__RECORDS PROVIDED__
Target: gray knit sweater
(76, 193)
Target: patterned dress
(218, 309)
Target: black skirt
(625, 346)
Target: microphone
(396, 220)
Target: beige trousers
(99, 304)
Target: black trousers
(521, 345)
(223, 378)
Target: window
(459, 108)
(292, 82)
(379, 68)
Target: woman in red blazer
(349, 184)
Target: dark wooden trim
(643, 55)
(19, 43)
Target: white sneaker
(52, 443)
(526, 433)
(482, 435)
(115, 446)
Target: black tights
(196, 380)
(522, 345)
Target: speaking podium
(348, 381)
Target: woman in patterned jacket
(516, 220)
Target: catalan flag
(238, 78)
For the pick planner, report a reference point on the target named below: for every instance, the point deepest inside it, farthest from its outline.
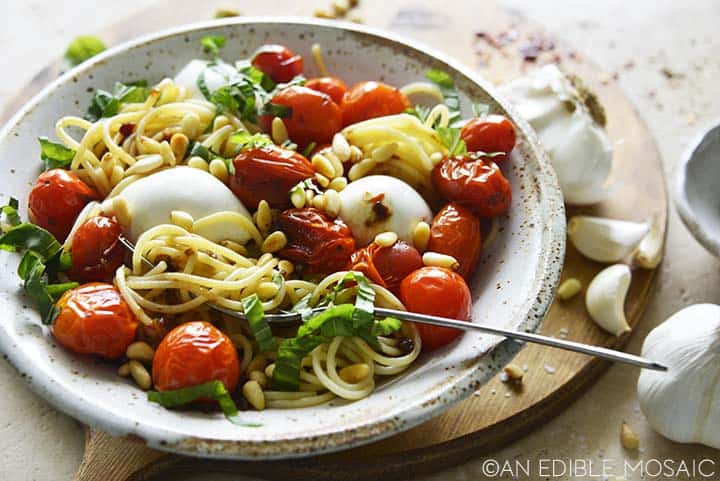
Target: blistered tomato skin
(368, 100)
(475, 183)
(96, 250)
(436, 291)
(268, 173)
(278, 62)
(320, 244)
(313, 115)
(386, 266)
(493, 133)
(194, 353)
(56, 200)
(94, 319)
(455, 231)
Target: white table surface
(637, 39)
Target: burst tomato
(96, 250)
(268, 173)
(475, 183)
(386, 266)
(332, 86)
(313, 116)
(493, 133)
(194, 353)
(278, 62)
(321, 244)
(368, 100)
(437, 292)
(94, 319)
(56, 200)
(456, 232)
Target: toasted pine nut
(182, 219)
(436, 259)
(421, 236)
(140, 374)
(219, 170)
(274, 242)
(140, 351)
(340, 147)
(386, 239)
(569, 288)
(354, 373)
(254, 395)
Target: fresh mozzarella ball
(380, 203)
(216, 76)
(150, 201)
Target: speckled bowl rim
(536, 306)
(691, 221)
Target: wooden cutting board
(501, 45)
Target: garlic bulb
(683, 404)
(605, 240)
(605, 298)
(570, 124)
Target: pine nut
(140, 351)
(274, 242)
(340, 147)
(568, 289)
(628, 438)
(354, 373)
(279, 131)
(384, 152)
(254, 395)
(386, 239)
(219, 170)
(436, 259)
(421, 236)
(182, 219)
(267, 290)
(140, 375)
(198, 163)
(264, 216)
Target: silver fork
(601, 352)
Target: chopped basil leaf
(252, 307)
(83, 47)
(55, 155)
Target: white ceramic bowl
(513, 288)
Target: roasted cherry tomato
(494, 133)
(56, 200)
(456, 232)
(96, 250)
(332, 86)
(438, 292)
(368, 100)
(313, 116)
(278, 62)
(268, 173)
(475, 183)
(94, 319)
(386, 266)
(321, 244)
(194, 353)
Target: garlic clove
(683, 404)
(605, 240)
(605, 298)
(649, 253)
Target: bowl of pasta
(194, 186)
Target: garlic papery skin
(569, 122)
(605, 298)
(683, 404)
(605, 240)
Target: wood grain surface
(501, 45)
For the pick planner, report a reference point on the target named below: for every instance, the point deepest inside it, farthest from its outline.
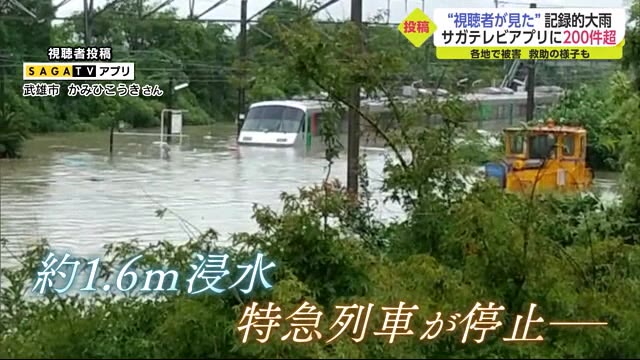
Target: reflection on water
(68, 190)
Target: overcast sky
(341, 10)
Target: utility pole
(353, 142)
(531, 85)
(243, 61)
(88, 12)
(170, 105)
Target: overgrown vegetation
(459, 244)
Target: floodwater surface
(68, 190)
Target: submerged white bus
(292, 123)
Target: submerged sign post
(523, 33)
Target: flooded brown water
(68, 190)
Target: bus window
(274, 118)
(568, 145)
(542, 146)
(516, 144)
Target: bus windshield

__REQUIREMENTS__
Rewrite all the rows above with every "tomato" swapped for "pepper" and nothing else changed. Leave the pictures out.

__WRITTEN RESPONSE__
Target: gray knit sweater
(76, 193)
Target: patterned dress
(218, 309)
Target: black skirt
(625, 346)
Target: microphone
(396, 220)
Target: beige trousers
(99, 304)
Target: black trousers
(521, 345)
(223, 378)
Target: window
(459, 108)
(292, 82)
(379, 68)
Target: woman in red blazer
(349, 184)
Target: dark wooden trim
(643, 55)
(19, 43)
Target: white sneaker
(52, 443)
(526, 433)
(482, 435)
(115, 446)
Target: black tights
(196, 380)
(522, 345)
Target: speaking podium
(348, 381)
Target: woman in patterned jacket
(516, 220)
Target: catalan flag
(238, 78)
For the pick planner, report a reference point on the target named below: for every instance, the point deepest inside it, farthest from its outline.
Target: blistered pepper skin
(368, 100)
(475, 183)
(96, 250)
(436, 291)
(268, 173)
(278, 62)
(320, 244)
(313, 115)
(386, 266)
(493, 133)
(194, 353)
(56, 200)
(94, 319)
(455, 231)
Target: white table surface
(637, 39)
Target: burst pepper
(96, 250)
(268, 173)
(475, 183)
(386, 266)
(332, 86)
(313, 116)
(493, 133)
(194, 353)
(278, 62)
(321, 244)
(368, 100)
(437, 292)
(94, 319)
(56, 200)
(456, 232)
Target: toasted pine nut
(182, 219)
(436, 259)
(421, 236)
(140, 374)
(219, 170)
(274, 242)
(140, 351)
(340, 147)
(386, 239)
(569, 288)
(354, 373)
(254, 395)
Target: fresh mozzarella ball
(380, 203)
(216, 76)
(150, 201)
Target: speckled bowl rim
(536, 306)
(691, 221)
Target: wooden cutting board
(501, 45)
Target: garlic bulb
(683, 404)
(605, 240)
(605, 298)
(570, 124)
Target: pine nut
(140, 351)
(274, 242)
(340, 147)
(568, 289)
(628, 438)
(354, 373)
(279, 131)
(384, 152)
(254, 395)
(386, 239)
(219, 170)
(436, 259)
(421, 236)
(182, 219)
(267, 290)
(140, 375)
(198, 163)
(264, 216)
Target: silver fork
(601, 352)
Target: chopped basil leaf
(252, 307)
(83, 47)
(55, 155)
Target: white ceramic bowl
(513, 288)
Target: roasted cherry pepper
(494, 133)
(56, 200)
(456, 232)
(96, 250)
(332, 86)
(438, 292)
(368, 100)
(313, 116)
(278, 62)
(268, 173)
(475, 183)
(94, 319)
(386, 266)
(321, 244)
(194, 353)
Target: garlic clove
(683, 404)
(605, 240)
(605, 298)
(649, 253)
Target: bowl of pasta
(194, 186)
Target: garlic papery skin
(569, 122)
(605, 298)
(683, 404)
(605, 240)
Target: wood grain surface
(501, 45)
For the pick planner, report a reference point on the target named below: for every instance, the point deepest inside it, farthest from its outline.
Target: reflection on water
(68, 190)
Target: overcast sky
(341, 10)
Target: utility pole
(353, 142)
(531, 85)
(243, 61)
(88, 12)
(170, 105)
Target: overgrown vegetation
(459, 244)
Target: floodwater surface
(68, 190)
Target: submerged white bus
(292, 123)
Target: submerged sign post
(523, 33)
Target: flooded brown water
(68, 190)
Target: bus window
(274, 118)
(568, 145)
(542, 146)
(516, 144)
Target: bus windshield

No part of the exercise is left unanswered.